* **Exercise prompt**
Copy the lines of the data below verbatim, from the line containing "find the brown" up to and including the line containing "158, 139, 178, 155".

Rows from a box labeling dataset
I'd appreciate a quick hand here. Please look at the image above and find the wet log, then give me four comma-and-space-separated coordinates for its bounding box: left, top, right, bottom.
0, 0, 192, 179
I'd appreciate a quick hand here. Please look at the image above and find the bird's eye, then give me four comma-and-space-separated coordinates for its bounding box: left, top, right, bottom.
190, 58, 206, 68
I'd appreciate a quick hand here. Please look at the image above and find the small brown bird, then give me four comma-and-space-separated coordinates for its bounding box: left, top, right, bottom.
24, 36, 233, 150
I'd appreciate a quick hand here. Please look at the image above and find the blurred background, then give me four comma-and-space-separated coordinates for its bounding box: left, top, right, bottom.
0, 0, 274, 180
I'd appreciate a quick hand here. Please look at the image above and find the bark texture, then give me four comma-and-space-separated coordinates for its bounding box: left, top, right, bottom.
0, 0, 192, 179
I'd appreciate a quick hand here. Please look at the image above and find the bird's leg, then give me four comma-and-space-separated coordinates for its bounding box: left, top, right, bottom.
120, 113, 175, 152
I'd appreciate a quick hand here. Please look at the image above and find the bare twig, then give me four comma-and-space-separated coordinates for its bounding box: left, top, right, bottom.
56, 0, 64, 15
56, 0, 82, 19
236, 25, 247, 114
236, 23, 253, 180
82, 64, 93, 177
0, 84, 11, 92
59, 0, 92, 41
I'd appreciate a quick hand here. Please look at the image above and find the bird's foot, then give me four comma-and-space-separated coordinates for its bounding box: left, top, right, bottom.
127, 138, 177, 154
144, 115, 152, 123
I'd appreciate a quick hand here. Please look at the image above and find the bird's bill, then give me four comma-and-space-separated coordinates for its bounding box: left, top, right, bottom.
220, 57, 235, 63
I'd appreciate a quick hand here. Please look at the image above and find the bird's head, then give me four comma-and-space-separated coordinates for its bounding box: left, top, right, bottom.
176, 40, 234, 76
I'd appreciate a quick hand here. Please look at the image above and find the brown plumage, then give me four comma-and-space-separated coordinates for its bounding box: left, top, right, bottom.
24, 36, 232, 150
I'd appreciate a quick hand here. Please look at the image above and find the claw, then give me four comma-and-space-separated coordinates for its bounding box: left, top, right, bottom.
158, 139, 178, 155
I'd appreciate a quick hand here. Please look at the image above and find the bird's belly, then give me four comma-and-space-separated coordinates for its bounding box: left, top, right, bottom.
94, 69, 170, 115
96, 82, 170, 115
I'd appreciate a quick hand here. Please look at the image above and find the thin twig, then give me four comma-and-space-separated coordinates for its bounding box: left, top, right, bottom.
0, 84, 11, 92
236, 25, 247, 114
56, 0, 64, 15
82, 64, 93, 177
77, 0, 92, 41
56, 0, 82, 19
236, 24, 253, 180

==

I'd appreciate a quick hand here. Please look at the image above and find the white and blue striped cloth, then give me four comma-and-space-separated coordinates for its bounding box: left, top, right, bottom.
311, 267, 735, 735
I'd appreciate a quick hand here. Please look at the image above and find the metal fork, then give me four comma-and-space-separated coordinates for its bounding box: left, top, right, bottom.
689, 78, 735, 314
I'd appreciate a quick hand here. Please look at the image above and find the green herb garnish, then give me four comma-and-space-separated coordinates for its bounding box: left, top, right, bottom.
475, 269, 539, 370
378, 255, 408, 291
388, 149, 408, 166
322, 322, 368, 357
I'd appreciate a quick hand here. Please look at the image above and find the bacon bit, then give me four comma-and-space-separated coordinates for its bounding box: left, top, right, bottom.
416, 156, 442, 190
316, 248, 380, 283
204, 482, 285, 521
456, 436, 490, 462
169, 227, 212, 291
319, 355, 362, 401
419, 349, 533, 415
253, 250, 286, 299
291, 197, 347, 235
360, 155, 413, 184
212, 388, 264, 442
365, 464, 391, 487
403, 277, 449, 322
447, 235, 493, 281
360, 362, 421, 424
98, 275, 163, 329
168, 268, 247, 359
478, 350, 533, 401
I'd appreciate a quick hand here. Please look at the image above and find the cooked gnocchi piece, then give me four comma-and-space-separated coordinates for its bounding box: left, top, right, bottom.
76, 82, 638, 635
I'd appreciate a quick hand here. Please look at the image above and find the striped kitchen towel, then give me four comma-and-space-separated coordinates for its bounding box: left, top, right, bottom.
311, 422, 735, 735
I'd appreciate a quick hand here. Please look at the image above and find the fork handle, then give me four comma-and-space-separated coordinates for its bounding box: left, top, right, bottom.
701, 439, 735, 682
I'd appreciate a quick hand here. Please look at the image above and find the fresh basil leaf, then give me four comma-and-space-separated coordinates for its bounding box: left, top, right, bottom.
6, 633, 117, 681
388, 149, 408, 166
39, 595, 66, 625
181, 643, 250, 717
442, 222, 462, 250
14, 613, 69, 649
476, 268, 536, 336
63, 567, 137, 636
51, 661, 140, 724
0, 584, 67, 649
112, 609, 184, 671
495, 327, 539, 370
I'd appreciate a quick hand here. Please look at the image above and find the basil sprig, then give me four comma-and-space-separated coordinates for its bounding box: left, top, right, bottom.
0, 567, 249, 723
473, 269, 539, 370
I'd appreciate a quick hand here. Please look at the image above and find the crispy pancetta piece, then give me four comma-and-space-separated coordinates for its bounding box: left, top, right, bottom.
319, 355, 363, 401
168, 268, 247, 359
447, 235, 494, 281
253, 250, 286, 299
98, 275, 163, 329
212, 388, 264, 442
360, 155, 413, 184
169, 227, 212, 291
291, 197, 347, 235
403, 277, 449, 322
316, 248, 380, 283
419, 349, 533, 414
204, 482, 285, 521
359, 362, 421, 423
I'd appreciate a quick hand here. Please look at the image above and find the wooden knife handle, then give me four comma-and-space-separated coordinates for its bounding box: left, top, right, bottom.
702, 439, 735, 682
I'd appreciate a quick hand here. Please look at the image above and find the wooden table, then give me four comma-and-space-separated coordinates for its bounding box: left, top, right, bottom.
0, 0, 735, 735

* **Full response**
I'd appreciate a quick hand here. Please look at the image above and find the brown plumage, then give me four comma-and-space-separated coordinates for its bounding box: left, top, right, bottom.
24, 36, 232, 150
I'd appreciate a quick hand here. Please look at the image above and find the claw, then give me four comma-and-space-separated coordinates for its bounding box: left, top, right, bottom.
158, 139, 178, 155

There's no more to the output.